Here's what I'm looking for:

1) A full ZFS implementation (read, write, format, etc)
2) A marriage of Mail, iCal, and Stickies into Mail. I want a calendar in Mail and if I have an appointments I can glance at a mini-calendar in Mail or click on it to bring up the full iCal. Stickies should be mailable. iCal should have a feature for responses to invitations to count how many replies a person gets for an event. These are just some ideas.
3) With malware growing on the Mac platform a preference pane for configuring protection and regular definition updates coming bundled with security fixes.
4) More games than just Chess (e.g. Solitaire, Poker, Hearts, Soduko, Go, etc) built into the default load of OSX.
5) Now that Apple bought a mapping software company I want maps built into the OS like they supply the dictionary. I want data detectors with that that will recognize addresses and give me options to map it or get directions.

Am I asking for too much? I don't think so. :)

ZFS is not needed or is actually that good ATM. Plus its future is a little bit in the dark.

So integrating Mail/iCal/Address Book in other words? yay well finally have something comparable to Outlook.

They could just buy the code from KDE and just put the KDE Games on it. Heck just get mac ports yourself.
 
Ho ho ho.

Actually if Apple were to supply all of that they'd be introducing so many more bugs that Snow Leopard wouldn't be stable until 10.6.5. ;)

I know a lot of people thought leopard was grounbreaking but you know what, a d I've said this before, google Sun Microsystems project looking gass and watch the video about 2-3 minutes in when they are in front of a crowd. Years ago and where most of leopard hot it's ideas. Go ahead. Check it out

Peace.

Problem 1: Transcribe the OS X wish-list discussion word for word, beginning at the words that have "3) With malware" and stopping after "mac ports yourself.".
Problem 2: According to the OS X wish-list discussion, which game already comes built into OS X?
Problem 3: Resume the OS X wish-list discussion after its last sentence.
The lines after the OS X wish-list discussion have no part in any of this.

Data provided:
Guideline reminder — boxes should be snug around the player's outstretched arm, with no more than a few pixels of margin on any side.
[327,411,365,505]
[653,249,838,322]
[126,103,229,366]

Exercise output 1:
3) With malware growing on the Mac platform a preference pane for configuring protection and regular definition updates coming bundled with security fixes.
4) More games than just Chess (e.g. Solitaire, Poker, Hearts, Soduko, Go, etc) built into the default load of OSX.
5) Now that Apple bought a mapping software company I want maps built into the OS like they supply the dictionary. I want data detectors with that that will recognize addresses and give me options to map it or get directions.

Am I asking for too much? I don't think so. :)

ZFS is not needed or is actually that good ATM. Plus its future is a little bit in the dark.

So integrating Mail/iCal/Address Book in other words? yay well finally have something comparable to Outlook.

They could just buy the code from KDE and just put the KDE Games on it. Heck just get mac ports yourself.

Exercise output 2: Chess

Exercise output 3:
Actuaclly. MHz does matter now it just matters with the dou core. Eg a 2.4 dou core vs a 4.0 dou core will tronce the 2.4. It was PowerPC and AMD that changed all that and informed consumers that megahertz was a lie at the time. In fact. Intel need 1.0 EXTRA ghz just to compete with a slower amd atlon and brought intel prices way down. Now that intel has no one to compete at the top, although they say amd may change that in a year with 6 cores vs intels 4, thisnisnwhy intel is back to their old ways of charging a fortune for the high end. Back in the day. AMD kept intel incheck. If anything, you WANT AMD to succeed



Peace

You need to get up to date, nobody cares about the GHz anymore, that has been dead for at least 3 years by now. It's all about multicores and instructions per clock and so on nowadays.

A modern 2009 CPU at 2.0Ghz can process data much much faster than any 4.0-6.0GHz chips from a few generations ago.

Also, Apple did not switch to Intel because primarily IBM couldn't build 3GHz chips, they have other reasons. The fact is Intel was the smarter way to go with performance per watt, performance per clock and so on. IBM didn't have anything that was near in those fields. They could've build a 3.0Ghz chip no problem except it would be too frigging hot and consume so much power, it isn't funny. Apple wants a chip that can perform like 4.0ghz but is at 2.0ghz with low power consumption and less heat so that they can put things in thin profiles like iMacs and macbooks.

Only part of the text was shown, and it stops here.